→ Requirements:
Quote all entries in full, exactly.

# START OF The data

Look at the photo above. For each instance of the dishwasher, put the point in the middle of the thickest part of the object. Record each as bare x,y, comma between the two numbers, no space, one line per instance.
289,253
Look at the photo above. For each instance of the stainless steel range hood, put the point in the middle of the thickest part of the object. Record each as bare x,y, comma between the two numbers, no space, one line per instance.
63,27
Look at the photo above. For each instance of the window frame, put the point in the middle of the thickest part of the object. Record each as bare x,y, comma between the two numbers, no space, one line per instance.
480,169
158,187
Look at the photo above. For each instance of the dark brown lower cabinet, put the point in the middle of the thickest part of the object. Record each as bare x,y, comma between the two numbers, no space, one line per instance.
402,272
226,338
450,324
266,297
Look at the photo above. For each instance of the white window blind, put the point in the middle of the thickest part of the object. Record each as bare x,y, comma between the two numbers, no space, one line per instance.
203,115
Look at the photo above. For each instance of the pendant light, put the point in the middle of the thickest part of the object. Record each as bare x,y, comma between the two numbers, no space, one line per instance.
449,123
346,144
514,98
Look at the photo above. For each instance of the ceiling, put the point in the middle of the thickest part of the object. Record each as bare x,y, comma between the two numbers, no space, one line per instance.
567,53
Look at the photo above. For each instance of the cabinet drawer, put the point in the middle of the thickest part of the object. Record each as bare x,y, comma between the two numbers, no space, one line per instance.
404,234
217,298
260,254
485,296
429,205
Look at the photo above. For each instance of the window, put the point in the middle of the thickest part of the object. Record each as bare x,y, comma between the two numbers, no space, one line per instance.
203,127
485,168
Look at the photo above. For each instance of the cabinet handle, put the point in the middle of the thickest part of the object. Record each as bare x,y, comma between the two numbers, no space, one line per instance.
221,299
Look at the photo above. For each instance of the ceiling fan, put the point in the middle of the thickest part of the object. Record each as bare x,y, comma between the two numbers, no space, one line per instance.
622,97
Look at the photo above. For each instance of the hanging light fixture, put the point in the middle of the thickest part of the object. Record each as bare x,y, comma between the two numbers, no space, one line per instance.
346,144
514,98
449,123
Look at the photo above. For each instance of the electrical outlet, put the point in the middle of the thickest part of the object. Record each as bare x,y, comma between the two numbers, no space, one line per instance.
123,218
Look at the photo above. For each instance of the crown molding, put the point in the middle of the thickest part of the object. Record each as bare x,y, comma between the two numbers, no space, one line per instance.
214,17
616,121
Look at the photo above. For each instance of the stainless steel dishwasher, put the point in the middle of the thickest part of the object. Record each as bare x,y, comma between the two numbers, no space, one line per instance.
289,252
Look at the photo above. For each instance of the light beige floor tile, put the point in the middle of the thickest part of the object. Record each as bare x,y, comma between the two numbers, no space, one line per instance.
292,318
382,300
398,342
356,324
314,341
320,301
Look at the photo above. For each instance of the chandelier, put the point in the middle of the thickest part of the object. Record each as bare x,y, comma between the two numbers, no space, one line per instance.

# END OF The data

→ Reply:
Look at the photo above. For each instance of the dishwasher, put the point in the middle of the thickest part of the object. Record each as bare x,y, comma between the two numbers, no space, one line per instance.
289,253
Look at the photo above. For each instance of the stainless steel range hood, put the point in the middle of the thickest part of the object. Record each as bare x,y, comma between the two numbers, no space, one line per instance.
63,27
Look at the photo above. For each instance of the window frame, put the point in the middle of the thickest part of the object. Record each as bare x,y, comma between the two numbers, no space, one line per instance.
480,169
158,187
Look at the photo above. For each instance of the dark brown lower cabinet, put the point in the middle of the thickest part of the object. Record each as bare x,y, comma between the two numbers, no space, one line per instance.
402,272
226,338
450,324
266,297
Look at the photo above. For each instance of the white window blind, put the point in the middle of the thickest part of the object. Record each as bare x,y, comma between the two numbers, no space, one line per instance.
203,115
Look at the photo above. For each instance of the pendant light, put the point in the middle of the thickest part of the object. Record each as bare x,y, comma between the two numbers, no space, one line per instance.
449,123
346,144
514,98
Look at the photo above. For each instance of the ceiling, put the point in the middle of the thickest part of the object. Record each as bare x,y, comma between the two numbers, no space, one line per instance.
567,53
Look at the photo above. For each instance of the cabinet drawer, put the point in the middle of the thickest part of the object. Record each as bare x,y, comma between the two numbers, no space, one line per instance.
404,234
217,298
260,254
485,296
429,205
Look at the photo above. For each instance of the window, put the point in the middle of the thickest part of the object. Record each as bare x,y, comma between the two numbers, no space, one line per instance.
203,127
485,168
Look at the photo above. For each instance of the cabinet handle, put the point in the middle of the thickest part of the object. Record each as bare x,y, comma between the two numbers, no space, one line per instance.
221,299
Look at the photo above. For each instance of the ceiling fan, put the point in the middle of the thickest part of the object. Record each as bare x,y, comma between the two numbers, no space, one line per instance.
622,97
Look at the photo above. For each instance of the hanging light fixture, put the point in the middle of the thickest part of the object. Record each as bare x,y, comma between the two numbers, no space, one line per instance.
346,144
514,98
449,123
Look at the photo above. For each instance of the electrical outlet, put the point in the middle of the thickest part of the object. Record each as bare x,y, comma between the two numbers, no space, one line per instance.
123,218
Look at the photo above. For each instance of the crown molding, put the point in the middle of the thickest part of the object. Record each as bare x,y, comma between the two numbers, no space, one line per instance.
214,17
616,121
Look at the photo above. For each instance of the stainless steel dishwasher, put the point in the middle of the thickest part of the object. Record each as bare x,y, comma between the two numbers, no space, one line per instance.
289,252
Look at the photo above. For each instance of the light beige floor tile, put the point in the middle of the thickest part of the object. Record each as bare x,y, comma between the two numbers, no space, one line per instance.
292,318
382,300
398,342
356,324
314,341
320,301
Look at the photo above. For each instance of the chandelier, put the point in the middle of the thickest part of the object. Record each as bare x,y, comma between the two numbers, no space, one line per instance.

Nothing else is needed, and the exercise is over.